### The exercise:
Copy out every one of the entries below word for word.

### Data supplied:
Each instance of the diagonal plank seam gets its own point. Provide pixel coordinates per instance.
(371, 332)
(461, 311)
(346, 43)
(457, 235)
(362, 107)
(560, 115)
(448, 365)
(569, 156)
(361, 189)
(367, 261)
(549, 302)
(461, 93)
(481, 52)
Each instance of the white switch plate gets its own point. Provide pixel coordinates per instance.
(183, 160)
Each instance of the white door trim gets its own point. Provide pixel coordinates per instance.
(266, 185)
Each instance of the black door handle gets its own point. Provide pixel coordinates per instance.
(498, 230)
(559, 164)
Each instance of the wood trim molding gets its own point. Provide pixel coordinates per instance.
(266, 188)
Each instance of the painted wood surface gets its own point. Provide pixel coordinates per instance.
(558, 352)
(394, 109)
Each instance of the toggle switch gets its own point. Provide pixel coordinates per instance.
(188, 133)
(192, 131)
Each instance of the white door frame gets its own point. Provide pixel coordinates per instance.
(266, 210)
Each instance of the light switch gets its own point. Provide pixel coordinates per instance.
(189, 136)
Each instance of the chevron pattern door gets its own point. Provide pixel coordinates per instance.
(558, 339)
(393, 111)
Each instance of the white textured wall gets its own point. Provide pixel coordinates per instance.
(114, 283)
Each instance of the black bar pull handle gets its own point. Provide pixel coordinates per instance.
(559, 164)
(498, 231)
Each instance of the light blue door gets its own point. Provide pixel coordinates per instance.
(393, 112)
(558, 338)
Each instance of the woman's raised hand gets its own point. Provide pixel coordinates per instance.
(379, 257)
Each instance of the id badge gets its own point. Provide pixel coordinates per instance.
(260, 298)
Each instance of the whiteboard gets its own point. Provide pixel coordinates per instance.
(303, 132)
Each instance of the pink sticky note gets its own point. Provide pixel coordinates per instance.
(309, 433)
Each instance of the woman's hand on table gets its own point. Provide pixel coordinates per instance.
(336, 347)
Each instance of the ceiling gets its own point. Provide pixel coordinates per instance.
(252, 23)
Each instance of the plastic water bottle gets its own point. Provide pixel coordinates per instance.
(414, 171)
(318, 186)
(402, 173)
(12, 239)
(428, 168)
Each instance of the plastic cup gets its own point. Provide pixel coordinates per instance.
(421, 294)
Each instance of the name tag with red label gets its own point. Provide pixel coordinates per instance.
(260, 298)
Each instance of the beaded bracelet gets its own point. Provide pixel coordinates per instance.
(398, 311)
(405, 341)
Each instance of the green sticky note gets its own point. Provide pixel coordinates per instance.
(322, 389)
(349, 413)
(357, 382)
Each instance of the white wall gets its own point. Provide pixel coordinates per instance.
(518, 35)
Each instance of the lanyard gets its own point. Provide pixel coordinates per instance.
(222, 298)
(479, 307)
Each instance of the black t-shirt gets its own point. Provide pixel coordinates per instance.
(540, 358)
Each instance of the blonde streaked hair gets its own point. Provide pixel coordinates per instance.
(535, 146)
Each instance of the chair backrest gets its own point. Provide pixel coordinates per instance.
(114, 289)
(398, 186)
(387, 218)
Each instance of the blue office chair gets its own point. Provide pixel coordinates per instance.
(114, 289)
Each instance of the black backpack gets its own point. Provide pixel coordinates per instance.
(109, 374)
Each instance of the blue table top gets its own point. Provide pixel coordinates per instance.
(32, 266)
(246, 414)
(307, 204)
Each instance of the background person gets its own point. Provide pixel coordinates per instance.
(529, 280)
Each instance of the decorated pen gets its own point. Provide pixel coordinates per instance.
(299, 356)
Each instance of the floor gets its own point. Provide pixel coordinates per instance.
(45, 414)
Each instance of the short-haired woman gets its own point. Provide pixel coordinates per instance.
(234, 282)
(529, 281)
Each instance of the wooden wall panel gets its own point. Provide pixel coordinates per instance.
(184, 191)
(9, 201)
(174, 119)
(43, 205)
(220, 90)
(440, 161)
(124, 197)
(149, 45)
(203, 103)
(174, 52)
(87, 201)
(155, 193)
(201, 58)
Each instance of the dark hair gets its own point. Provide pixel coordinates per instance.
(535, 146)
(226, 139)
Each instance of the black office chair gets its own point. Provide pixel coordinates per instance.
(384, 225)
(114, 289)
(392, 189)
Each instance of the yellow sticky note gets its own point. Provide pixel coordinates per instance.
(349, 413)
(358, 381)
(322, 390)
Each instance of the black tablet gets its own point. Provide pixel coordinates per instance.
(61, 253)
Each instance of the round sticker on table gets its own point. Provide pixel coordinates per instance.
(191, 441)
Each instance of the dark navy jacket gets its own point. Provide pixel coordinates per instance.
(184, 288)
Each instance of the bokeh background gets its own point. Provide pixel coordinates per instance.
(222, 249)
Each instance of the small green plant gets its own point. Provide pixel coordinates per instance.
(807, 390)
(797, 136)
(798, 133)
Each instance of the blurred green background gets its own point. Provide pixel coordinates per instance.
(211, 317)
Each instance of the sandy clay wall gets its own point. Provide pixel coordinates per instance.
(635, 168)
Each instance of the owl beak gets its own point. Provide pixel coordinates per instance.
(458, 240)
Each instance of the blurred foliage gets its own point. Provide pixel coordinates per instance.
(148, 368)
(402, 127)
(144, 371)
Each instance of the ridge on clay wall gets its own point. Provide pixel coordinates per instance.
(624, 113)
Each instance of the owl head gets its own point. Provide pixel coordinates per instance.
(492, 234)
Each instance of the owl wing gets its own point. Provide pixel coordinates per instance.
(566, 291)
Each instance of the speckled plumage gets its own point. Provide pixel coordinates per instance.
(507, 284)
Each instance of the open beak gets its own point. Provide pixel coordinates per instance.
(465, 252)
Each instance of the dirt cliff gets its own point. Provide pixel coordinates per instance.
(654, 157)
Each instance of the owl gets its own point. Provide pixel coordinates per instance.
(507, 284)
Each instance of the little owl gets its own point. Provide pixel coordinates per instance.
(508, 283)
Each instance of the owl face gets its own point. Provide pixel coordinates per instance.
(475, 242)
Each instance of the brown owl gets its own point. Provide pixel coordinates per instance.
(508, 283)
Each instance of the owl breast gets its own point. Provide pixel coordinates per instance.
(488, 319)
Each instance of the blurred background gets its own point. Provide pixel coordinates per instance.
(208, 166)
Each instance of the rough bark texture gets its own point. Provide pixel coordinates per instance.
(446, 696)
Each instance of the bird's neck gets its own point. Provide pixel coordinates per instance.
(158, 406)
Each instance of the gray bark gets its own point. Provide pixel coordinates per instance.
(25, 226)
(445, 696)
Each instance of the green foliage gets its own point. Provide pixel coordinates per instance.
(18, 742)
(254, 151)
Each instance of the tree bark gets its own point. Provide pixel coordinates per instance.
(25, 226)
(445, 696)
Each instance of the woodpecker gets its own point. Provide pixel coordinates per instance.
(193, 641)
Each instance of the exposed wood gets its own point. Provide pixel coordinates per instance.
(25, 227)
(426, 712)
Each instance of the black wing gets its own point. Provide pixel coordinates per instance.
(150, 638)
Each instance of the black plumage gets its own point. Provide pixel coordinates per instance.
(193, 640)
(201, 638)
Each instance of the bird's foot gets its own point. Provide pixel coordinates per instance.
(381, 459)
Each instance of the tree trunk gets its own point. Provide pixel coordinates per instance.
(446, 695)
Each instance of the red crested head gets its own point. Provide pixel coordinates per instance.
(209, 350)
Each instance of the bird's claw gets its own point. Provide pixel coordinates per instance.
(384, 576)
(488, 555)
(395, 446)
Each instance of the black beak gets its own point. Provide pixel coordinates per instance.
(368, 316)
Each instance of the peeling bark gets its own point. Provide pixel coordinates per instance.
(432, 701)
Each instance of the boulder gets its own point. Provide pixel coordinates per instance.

### Problem solution:
Each instance of the diagonal plank seam gets its own point. Provide pixel coordinates per instance.
(371, 332)
(461, 311)
(346, 43)
(457, 235)
(362, 107)
(560, 115)
(448, 365)
(569, 156)
(361, 189)
(367, 261)
(549, 302)
(461, 93)
(481, 52)
Each instance of the white switch plate gets its own point. Provide pixel coordinates per instance.
(183, 160)
Each instance of the white door trim gets its own point. Provide pixel coordinates per instance.
(266, 185)
Each instance of the black door handle gets its own point. Provide pixel coordinates per instance.
(498, 230)
(559, 164)
Each instance of the wood trim molding gets its own point. Provide pixel coordinates per instance.
(266, 188)
Each instance of the painted wood surface gets its own point. Provide pixel coordinates per instance.
(558, 352)
(394, 109)
Each instance of the toggle switch gets its own point. Provide pixel coordinates per instance.
(188, 133)
(192, 131)
Each instance of the white door frame gets its own point. Provide pixel coordinates per instance.
(266, 210)
Each instance of the light switch gets its own point. Provide pixel coordinates per instance.
(189, 136)
Each instance of the chevron pattern door gets its own point. Provide pixel coordinates per instance.
(558, 339)
(393, 111)
Each instance of the white textured wall gets its own point. Provide pixel coordinates per instance.
(114, 283)
Each instance of the black bar pull handle gets its own point. Provide pixel coordinates per instance.
(559, 164)
(498, 231)
Each instance of the light blue door gets its own point. Provide pixel coordinates per instance.
(393, 112)
(558, 338)
Each instance of the woman's raised hand gets its own point. Provide pixel coordinates per instance.
(379, 257)
Each instance of the id badge gets its own point. Provide pixel coordinates per instance.
(260, 298)
Each instance of the whiteboard gets its own point. Provide pixel coordinates per instance.
(303, 132)
Each instance of the pink sticky note gets its own point. Provide pixel coordinates per instance.
(309, 433)
Each instance of the woman's hand on table gets its own point. Provide pixel coordinates per instance.
(336, 347)
Each instance of the ceiling gets its own point. Provide pixel coordinates per instance.
(252, 23)
Each instance of the plastic water bottle gets its own point. Provide pixel coordinates per instance.
(414, 171)
(318, 186)
(402, 173)
(12, 239)
(428, 168)
Each instance of the plastic cup gets its own point. Provide pixel coordinates per instance.
(421, 294)
Each instance of the name tag with red label gets its own point. Provide pixel coordinates per instance.
(260, 298)
Each instance of the beaded bracelet gets its own point. Provide pixel coordinates per instance.
(398, 311)
(405, 341)
Each instance of the green sticky note gets its own point. Provide pixel coordinates per instance.
(322, 389)
(349, 413)
(357, 382)
Each instance of the white wall gets its own point. Provide pixel coordinates per instance.
(518, 35)
Each instance of the lanyard gets its own point. Provide pixel coordinates per instance.
(222, 298)
(479, 307)
Each instance of the black t-shirt gets its own point. Provide pixel coordinates per instance.
(540, 358)
Each instance of the blonde streaked hair gets its own point. Provide pixel coordinates per instance.
(535, 146)
Each instance of the chair backrest gets its own point. Provide pixel coordinates per instance.
(114, 289)
(398, 186)
(387, 218)
Each instance of the blue office chair gets its own point. Provide pixel coordinates per instance.
(114, 289)
Each instance of the black backpack gets its own point. Provide pixel coordinates per instance.
(109, 374)
Each instance of the blue table top gets its own point. Provide pixel coordinates per instance.
(32, 266)
(246, 414)
(307, 204)
Each instance of the background person gets its own point. Provide pixel coordinates per instance.
(529, 280)
Each instance of the decorated pen gets its own point. Provide pixel coordinates per instance.
(299, 356)
Each instance of the floor gets its own point. Provide pixel coordinates per instance.
(45, 414)
Each instance of the short-haired woman gets its own point. Provide pixel coordinates per instance.
(234, 282)
(529, 281)
Each instance of the wooden wall panel gets its own point. Provide pixel coordinates per instance.
(184, 191)
(9, 201)
(174, 119)
(43, 205)
(220, 90)
(440, 161)
(124, 197)
(149, 45)
(203, 103)
(174, 52)
(87, 201)
(155, 193)
(201, 58)
Each instance of the dark hair gets its own point. Provide pixel coordinates per instance.
(535, 146)
(226, 139)
Each instance of the black office chair gets its own point. Provide pixel coordinates per instance.
(384, 225)
(114, 289)
(392, 189)
Each instance of the yellow sticky note gets its own point. Provide pixel coordinates per instance.
(349, 413)
(358, 381)
(322, 390)
Each instance of the black tablet gets its own point. Provide pixel coordinates per instance.
(61, 253)
Each instance of the round sticker on table gets its own point. Provide pixel coordinates per instance.
(191, 441)
Each instance of the dark navy jacket gets its own point. Provide pixel coordinates per instance.
(184, 288)
Each instance of the bokeh background gets its own point. Provide pixel coordinates per instance.
(222, 249)
Each instance of the small green plant gets its own point. Provide pixel coordinates per instance.
(807, 390)
(797, 136)
(798, 133)
Each instance of the blurred green background gets its own point. Provide pixel coordinates per instance.
(211, 317)
Each instance of the sandy clay wall gets its own point. Provide pixel coordinates per instance.
(635, 168)
Each instance of the owl beak gets its own point. Provide pixel coordinates per instance.
(458, 240)
Each instance of the blurred foliage gets its own point. Provide pixel coordinates per instance.
(148, 368)
(402, 127)
(144, 371)
Each instance of the ridge on clay wall gets its own point. Provide pixel coordinates per instance.
(624, 113)
Each instance of the owl head gets its own point. Provide pixel coordinates per instance.
(492, 234)
Each instance of the owl wing gets its own point. Provide pixel coordinates per instance.
(566, 291)
Each instance of the speckled plumage gets its own point. Provide pixel coordinates per instance.
(507, 284)
Each instance of the open beak gets its own point. Provide pixel coordinates per instance.
(465, 252)
Each instance of the dirt cliff gets its own point. Provide pixel coordinates per instance.
(654, 157)
Each instance of the owl gets its own point. Provide pixel coordinates per instance.
(507, 284)
Each instance of the little owl gets its own point. Provide pixel coordinates per instance.
(508, 283)
Each instance of the owl face gets its own point. Provide pixel coordinates per instance.
(475, 242)
Each instance of the brown owl gets its own point. Provide pixel coordinates per instance.
(508, 283)
Each instance of the owl breast gets its own point. Provide pixel coordinates per instance.
(488, 319)
Each instance of the blurred background gets its own point. Provide pixel coordinates per instance.
(208, 166)
Each instance of the rough bark texture gets its own point. Provide pixel coordinates per instance.
(446, 696)
Each instance of the bird's neck gets its own point. Provide pixel coordinates per instance.
(158, 406)
Each instance of the gray bark gets its own point. Provide pixel coordinates per instance.
(25, 226)
(445, 696)
Each instance of the green foliage gets its own point. Provide pixel coordinates per instance.
(18, 742)
(254, 151)
Each instance of the tree bark gets its own point. Provide pixel coordinates per instance.
(25, 226)
(445, 696)
Each instance of the woodpecker gets its own point. Provide pixel coordinates per instance.
(193, 641)
Each instance of the exposed wood gets its own point. Provide pixel coordinates per instance.
(25, 227)
(426, 712)
Each instance of the black wing gets its own point. Provide pixel coordinates per instance.
(150, 638)
Each instance of the black plumage gets its own point. Provide pixel coordinates per instance.
(193, 640)
(201, 638)
Each instance of the bird's foot gets its own point. Provide pixel coordinates per instance.
(381, 459)
Each instance of the tree trunk gets its own point. Provide pixel coordinates per instance.
(446, 695)
Each instance of the red crested head gets its own point. Provide pixel coordinates per instance.
(209, 350)
Each instance of the bird's claw gets its own point. Provide pixel coordinates per instance.
(384, 576)
(488, 555)
(395, 446)
Each instance of the black beak gets its own point. Provide pixel coordinates per instance.
(368, 316)
Each instance of the peeling bark gets its own point. Provide pixel coordinates per instance.
(432, 701)
Each instance of the boulder gets its own point. Provide pixel coordinates per instance.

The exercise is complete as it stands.